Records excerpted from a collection

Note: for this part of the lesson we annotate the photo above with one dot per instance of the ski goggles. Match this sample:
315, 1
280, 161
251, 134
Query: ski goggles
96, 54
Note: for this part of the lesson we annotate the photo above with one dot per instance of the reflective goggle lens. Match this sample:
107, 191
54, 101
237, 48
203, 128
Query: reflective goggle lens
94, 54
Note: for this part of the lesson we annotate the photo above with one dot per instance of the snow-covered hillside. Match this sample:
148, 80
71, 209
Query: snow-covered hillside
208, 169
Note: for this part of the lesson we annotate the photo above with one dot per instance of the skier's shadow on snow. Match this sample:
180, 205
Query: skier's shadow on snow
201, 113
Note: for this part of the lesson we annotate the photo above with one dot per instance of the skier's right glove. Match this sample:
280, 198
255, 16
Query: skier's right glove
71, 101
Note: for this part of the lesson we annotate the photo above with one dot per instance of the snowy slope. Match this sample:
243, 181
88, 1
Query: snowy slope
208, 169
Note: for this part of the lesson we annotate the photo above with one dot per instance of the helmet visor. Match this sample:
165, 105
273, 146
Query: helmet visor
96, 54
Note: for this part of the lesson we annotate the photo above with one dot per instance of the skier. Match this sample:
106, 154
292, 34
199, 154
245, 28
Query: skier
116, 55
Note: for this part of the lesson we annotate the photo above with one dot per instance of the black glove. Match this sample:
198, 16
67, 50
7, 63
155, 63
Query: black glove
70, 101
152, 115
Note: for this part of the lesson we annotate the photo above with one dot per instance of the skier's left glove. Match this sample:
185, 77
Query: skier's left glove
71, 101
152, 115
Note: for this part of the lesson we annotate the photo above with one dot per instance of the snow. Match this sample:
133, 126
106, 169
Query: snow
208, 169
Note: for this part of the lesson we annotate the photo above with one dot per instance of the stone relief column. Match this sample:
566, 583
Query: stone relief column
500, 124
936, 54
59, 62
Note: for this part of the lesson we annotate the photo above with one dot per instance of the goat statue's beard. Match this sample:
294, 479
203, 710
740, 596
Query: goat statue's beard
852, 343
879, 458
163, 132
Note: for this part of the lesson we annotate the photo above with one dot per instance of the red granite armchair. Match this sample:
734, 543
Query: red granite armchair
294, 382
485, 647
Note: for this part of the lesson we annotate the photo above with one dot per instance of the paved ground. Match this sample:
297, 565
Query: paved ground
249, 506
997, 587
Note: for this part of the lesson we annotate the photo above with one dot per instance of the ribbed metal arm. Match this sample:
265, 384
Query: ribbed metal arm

*GOAL:* Each record above should be output again exactly.

*THE RESPONSE:*
Note: for this part of the lesson we annotate the photo above with one dot per instance of the ski goggles. Match this sample:
315, 1
280, 161
251, 134
Query: ski goggles
96, 54
Note: for this part of the lesson we annotate the photo above with one dot per instance of the reflective goggle lens. Match this sample:
107, 191
54, 101
237, 48
203, 128
Query: reflective goggle lens
94, 54
Note: for this part of the lesson we annotate the photo above with one dot per instance of the snow-covered hillside. Match this sample:
148, 80
71, 209
Query: snow-covered hillside
208, 169
Note: for this part of the lesson we annotate the photo above with one dot per instance of the skier's shadow on snow. Match this sample:
180, 205
Query: skier's shadow on snow
201, 113
Note: for this part of the lesson we annotate the photo above with one dot per instance of the skier's right glove. Match this sample:
280, 198
255, 16
Query: skier's right glove
71, 101
Note: for this part of the lesson we annotate the photo above with one dot per instance of the snowy slope. Match this sample:
243, 181
88, 1
Query: snowy slope
208, 169
Note: for this part of the lesson we annotate the photo above with one dot per instance of the helmet visor. Match this sample:
165, 105
273, 146
Query: helmet visor
96, 54
Note: for this part of the lesson we annotate the photo above with one dot per instance of the skier. Match this sample:
106, 154
292, 34
199, 154
245, 28
Query: skier
116, 55
Note: for this part of the lesson we annotate the photo above with one dot per instance of the black glove. Match this sample:
198, 16
67, 50
7, 63
155, 63
Query: black glove
70, 101
152, 115
Note: for this part of the lesson we annotate the photo above with one dot per instance of the skier's left glove. Match this sample:
185, 77
Query: skier's left glove
71, 101
152, 115
Note: for this part of the lesson we annotate the photo above with one dot per instance of the snow. Match this sample:
133, 126
106, 169
Query: snow
208, 169
Note: for this part of the lesson we annotate the photo above with one dot per instance of the stone relief column. Match this sample:
566, 583
Query: stone relief column
500, 124
936, 54
59, 62
Note: for this part of the lesson we annotate the photo above with one dot per instance of the goat statue's beard. Match this sample:
294, 479
203, 710
740, 596
Query: goat statue's beard
852, 343
879, 458
163, 132
Note: for this part of the lesson we annotate the photo above with one dot per instance of the red granite armchair. Match this sample:
734, 543
Query: red granite armchair
294, 382
485, 647
Note: for this part of the lesson we annotate the photo above with one dot per instance of the paved ground. Match this sample:
297, 565
Query: paved ground
249, 506
997, 587
Note: for this part of the lesson we annotate the photo above with one dot per instance of the ribbed metal arm. Match this sample:
265, 384
Query: ribbed metal arm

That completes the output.